# Your objective:
Could you copy out, word for word, the rows from the one containing "staircase in the photo below." through the last row?

# Task material:
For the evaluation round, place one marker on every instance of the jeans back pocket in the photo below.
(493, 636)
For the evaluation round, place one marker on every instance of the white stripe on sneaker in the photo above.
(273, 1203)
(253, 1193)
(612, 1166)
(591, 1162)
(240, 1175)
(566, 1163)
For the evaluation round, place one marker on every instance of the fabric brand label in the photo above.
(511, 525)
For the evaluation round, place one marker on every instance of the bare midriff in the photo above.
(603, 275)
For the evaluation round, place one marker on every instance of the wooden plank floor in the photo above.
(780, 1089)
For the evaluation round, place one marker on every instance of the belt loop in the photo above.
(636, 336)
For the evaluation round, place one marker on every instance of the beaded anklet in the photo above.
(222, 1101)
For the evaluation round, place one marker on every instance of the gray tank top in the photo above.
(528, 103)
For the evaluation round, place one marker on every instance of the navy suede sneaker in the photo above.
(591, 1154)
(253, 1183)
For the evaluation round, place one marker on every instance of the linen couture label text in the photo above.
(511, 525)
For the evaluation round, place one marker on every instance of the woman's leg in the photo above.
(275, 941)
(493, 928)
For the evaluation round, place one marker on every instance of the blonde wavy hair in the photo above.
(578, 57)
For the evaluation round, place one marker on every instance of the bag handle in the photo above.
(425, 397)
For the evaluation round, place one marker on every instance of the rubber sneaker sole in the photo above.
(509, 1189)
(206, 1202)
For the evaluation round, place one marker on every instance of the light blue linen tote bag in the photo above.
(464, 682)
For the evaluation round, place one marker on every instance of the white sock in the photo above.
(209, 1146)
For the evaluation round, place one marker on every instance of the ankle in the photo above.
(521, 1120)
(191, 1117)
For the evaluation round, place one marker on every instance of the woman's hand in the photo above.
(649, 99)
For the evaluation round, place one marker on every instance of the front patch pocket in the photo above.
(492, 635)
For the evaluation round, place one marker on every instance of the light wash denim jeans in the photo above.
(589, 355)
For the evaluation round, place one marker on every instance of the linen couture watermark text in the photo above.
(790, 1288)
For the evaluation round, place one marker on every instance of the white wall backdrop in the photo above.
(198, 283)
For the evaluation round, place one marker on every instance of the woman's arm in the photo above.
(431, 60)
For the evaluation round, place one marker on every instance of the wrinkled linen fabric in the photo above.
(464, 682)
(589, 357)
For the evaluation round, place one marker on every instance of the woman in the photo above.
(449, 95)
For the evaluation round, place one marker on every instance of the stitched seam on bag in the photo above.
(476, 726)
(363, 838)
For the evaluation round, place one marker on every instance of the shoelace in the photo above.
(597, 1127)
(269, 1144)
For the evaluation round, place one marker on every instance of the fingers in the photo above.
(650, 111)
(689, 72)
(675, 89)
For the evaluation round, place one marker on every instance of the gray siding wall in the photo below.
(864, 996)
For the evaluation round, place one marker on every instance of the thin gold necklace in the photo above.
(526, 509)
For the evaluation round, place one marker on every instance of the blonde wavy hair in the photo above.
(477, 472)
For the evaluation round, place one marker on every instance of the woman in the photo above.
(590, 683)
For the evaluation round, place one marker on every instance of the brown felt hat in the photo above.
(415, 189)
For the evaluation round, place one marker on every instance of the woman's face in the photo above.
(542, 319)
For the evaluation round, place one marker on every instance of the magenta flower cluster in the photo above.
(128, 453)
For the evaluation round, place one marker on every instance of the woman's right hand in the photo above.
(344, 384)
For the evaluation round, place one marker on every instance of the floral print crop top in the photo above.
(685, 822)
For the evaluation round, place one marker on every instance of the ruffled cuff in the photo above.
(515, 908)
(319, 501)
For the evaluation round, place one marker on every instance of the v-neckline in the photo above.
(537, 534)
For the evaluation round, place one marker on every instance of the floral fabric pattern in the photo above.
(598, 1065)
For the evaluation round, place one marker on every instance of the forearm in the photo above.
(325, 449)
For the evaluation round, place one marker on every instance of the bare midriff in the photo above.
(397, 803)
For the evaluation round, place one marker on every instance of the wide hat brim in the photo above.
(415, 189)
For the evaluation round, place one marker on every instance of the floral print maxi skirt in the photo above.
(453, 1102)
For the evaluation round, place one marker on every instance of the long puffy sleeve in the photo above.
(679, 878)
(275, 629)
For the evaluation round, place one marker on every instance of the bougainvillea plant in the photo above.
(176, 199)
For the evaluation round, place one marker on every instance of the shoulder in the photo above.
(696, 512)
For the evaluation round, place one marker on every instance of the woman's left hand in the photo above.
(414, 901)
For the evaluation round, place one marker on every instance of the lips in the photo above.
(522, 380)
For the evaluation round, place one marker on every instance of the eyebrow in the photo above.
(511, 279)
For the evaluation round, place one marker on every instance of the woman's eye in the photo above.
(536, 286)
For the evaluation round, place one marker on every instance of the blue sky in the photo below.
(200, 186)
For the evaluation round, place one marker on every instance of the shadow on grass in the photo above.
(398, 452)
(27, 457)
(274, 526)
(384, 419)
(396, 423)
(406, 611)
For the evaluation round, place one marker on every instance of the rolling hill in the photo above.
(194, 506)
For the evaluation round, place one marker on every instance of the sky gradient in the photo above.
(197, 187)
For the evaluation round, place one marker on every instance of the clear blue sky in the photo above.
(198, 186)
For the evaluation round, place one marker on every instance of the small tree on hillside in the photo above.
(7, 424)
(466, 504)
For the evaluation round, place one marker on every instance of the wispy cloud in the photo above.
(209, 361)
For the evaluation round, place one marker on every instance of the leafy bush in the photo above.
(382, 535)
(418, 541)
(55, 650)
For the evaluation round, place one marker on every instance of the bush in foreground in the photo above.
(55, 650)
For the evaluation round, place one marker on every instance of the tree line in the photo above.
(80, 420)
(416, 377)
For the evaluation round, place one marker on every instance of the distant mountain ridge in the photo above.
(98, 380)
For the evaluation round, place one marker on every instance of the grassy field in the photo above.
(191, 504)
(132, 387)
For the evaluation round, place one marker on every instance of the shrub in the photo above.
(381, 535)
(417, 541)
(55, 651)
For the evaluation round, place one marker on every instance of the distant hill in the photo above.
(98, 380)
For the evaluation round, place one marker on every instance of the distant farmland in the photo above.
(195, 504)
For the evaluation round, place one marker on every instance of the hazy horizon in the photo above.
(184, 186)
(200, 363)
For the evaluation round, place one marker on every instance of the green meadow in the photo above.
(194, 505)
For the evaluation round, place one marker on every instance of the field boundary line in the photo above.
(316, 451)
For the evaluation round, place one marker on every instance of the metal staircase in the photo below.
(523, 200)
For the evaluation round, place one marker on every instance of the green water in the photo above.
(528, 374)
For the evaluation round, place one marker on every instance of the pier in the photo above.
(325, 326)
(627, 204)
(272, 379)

# Output for this task:
For the evaluation round, place one marker on every instance of the metal staircase in the photo below.
(523, 200)
For the evaluation round, place one marker on every instance of the green water in the photo above.
(528, 374)
For the evaluation round, place one marker on every instance of the pier in the photo above.
(325, 326)
(627, 204)
(272, 379)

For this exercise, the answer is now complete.